What you should do: Reproduce the listing below, replacing each occurrence of "single dot" with "single point" and leaving every other character as it is.
==== Data rows ====
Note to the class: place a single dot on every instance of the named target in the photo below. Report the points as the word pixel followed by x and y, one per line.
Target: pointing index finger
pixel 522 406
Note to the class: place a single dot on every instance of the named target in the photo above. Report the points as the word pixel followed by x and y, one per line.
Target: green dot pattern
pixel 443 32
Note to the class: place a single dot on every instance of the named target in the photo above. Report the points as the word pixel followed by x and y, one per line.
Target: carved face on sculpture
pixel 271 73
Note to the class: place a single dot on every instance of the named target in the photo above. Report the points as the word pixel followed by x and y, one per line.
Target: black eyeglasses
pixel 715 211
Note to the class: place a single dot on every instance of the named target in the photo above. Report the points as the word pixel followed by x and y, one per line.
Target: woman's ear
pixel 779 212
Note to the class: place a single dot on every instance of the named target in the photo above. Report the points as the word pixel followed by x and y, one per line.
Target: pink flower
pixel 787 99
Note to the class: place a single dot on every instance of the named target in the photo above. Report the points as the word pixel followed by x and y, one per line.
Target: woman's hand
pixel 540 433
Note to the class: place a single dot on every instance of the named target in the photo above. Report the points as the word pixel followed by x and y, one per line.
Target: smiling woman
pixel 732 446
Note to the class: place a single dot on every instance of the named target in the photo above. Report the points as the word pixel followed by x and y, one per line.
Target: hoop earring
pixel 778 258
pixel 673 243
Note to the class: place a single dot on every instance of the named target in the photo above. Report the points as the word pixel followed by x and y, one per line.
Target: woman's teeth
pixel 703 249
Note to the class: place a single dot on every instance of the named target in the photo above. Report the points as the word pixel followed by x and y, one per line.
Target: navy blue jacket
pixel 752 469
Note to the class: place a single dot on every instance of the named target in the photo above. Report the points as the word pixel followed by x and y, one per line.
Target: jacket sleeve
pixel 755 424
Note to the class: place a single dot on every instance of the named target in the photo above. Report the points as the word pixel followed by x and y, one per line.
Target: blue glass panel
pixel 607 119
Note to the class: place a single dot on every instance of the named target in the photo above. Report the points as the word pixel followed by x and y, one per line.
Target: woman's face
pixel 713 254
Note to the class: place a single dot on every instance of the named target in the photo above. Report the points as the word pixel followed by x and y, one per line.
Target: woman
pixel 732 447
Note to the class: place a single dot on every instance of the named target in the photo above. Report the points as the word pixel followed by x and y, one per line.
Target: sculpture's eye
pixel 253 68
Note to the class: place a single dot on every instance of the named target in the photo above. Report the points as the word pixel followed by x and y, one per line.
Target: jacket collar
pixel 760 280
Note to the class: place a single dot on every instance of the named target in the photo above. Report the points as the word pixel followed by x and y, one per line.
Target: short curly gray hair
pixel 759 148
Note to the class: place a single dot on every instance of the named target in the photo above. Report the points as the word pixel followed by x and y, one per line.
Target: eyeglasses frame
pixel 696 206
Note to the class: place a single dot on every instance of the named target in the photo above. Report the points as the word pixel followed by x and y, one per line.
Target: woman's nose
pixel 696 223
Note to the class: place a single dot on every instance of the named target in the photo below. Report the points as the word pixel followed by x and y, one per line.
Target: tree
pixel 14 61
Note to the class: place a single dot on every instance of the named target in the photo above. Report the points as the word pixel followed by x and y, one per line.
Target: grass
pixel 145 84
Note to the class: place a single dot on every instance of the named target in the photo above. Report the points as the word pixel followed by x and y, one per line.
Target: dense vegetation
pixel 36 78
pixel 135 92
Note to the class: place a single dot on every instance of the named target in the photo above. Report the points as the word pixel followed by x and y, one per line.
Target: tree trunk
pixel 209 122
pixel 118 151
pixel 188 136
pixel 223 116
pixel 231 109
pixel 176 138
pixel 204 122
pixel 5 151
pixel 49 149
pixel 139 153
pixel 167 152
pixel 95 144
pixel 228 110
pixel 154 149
====
Complete output:
Note to the class: place a single point on every instance of the named target in the photo below. Report the points as the word pixel followed by x and y, one per line.
Target: pointing index finger
pixel 522 406
Note to the class: place a single point on every instance of the named target in the photo above. Report the points as the word pixel followed by x and y, one per line.
Target: green dot pattern
pixel 443 32
Note to the class: place a single point on every instance of the named target in the photo above. Report the points as the word pixel followed by x and y, one per line.
Target: carved face on sculpture
pixel 271 73
Note to the class: place a single point on every instance of the named target in the photo above. Report the points as the word pixel followed by x and y, one per line.
Target: black eyeglasses
pixel 715 211
Note to the class: place a single point on every instance of the named target in the photo above. Report the points as the word pixel followed by x and y, one per line.
Target: woman's ear
pixel 779 212
Note to the class: place a single point on every instance of the named target in the photo above. Report the points as the word pixel followed by x and y, one per line.
Target: pink flower
pixel 787 99
Note to the class: place a single point on every instance of the named target in the photo above. Report the points as the word pixel followed by x and y, one per line.
Target: woman's hand
pixel 540 433
Note to the class: place a single point on every instance of the named target in the photo above. Report the points as the word pixel followed by x and y, one per line.
Target: smiling woman
pixel 732 446
Note to the class: place a single point on every instance of the named target in the photo above. Report the points as the word pixel followed by x and y, one per line.
Target: hoop earring
pixel 778 258
pixel 673 243
Note to the class: place a single point on every instance of the named target in the photo above. Report the points as the word pixel followed by x and y, one per line.
Target: woman's teeth
pixel 703 249
Note to the class: place a single point on every instance of the named target in the photo above. Report the points as the word pixel followed by x and y, one per line.
Target: navy blue jacket
pixel 752 469
Note to the class: place a single point on every instance of the named target in the photo above. Report the points as the word pixel followed by x and y, one per line.
Target: jacket sleeve
pixel 755 424
Note to the class: place a single point on every instance of the named target in the photo above. Report the points as the word pixel followed by x and y, one per line.
Target: blue glass panel
pixel 607 119
Note to the class: place a single point on every instance of the named target in the photo above. Report the points as the word pixel followed by x and y, one per line.
Target: woman's face
pixel 713 254
Note to the class: place a single point on every instance of the named target in the photo above. Report the points as the word pixel followed by x and y, one per line.
Target: woman
pixel 732 447
Note to the class: place a single point on every instance of the named target in the photo above. Report the points as the word pixel followed by x and y, one per line.
Target: sculpture's eye
pixel 253 68
Note to the class: place a single point on every instance of the named target in the photo above. Report the points as the word pixel followed by x and y, one per line.
Target: jacket collar
pixel 760 280
Note to the class: place a single point on every instance of the named target in the photo above. Report the points as the word pixel followed by x and y, one per line.
Target: short curly gray hair
pixel 759 148
Note to the class: place a single point on every instance of the named target in the photo above. Report the points as the word pixel followed by x and y, one per line.
Target: eyeglasses frame
pixel 696 206
Note to the class: place a single point on every instance of the named target in the photo above. Report the points as the word pixel followed by x and y, one per line.
Target: woman's nose
pixel 696 223
Note to the class: place a single point on every instance of the named target in the photo below. Report the points as the word pixel followed by x and y, one per line.
Target: tree
pixel 14 61
Note to the class: place a single point on every instance of the named target in the photo above. Report the points as the word pixel followed by x and y, one per line.
Target: grass
pixel 145 84
Note to the class: place a single point on every instance of the named target in the photo above. Report the points as the word pixel followed by x and y, one per line.
Target: dense vegetation
pixel 36 78
pixel 135 92
Note to the class: place a single point on every instance of the named target in the photo above. Report the points as the word pixel followed by x and y, one per line.
Target: tree trunk
pixel 209 122
pixel 118 151
pixel 188 136
pixel 223 116
pixel 231 109
pixel 176 138
pixel 204 122
pixel 5 151
pixel 49 149
pixel 139 153
pixel 167 152
pixel 95 144
pixel 228 110
pixel 154 149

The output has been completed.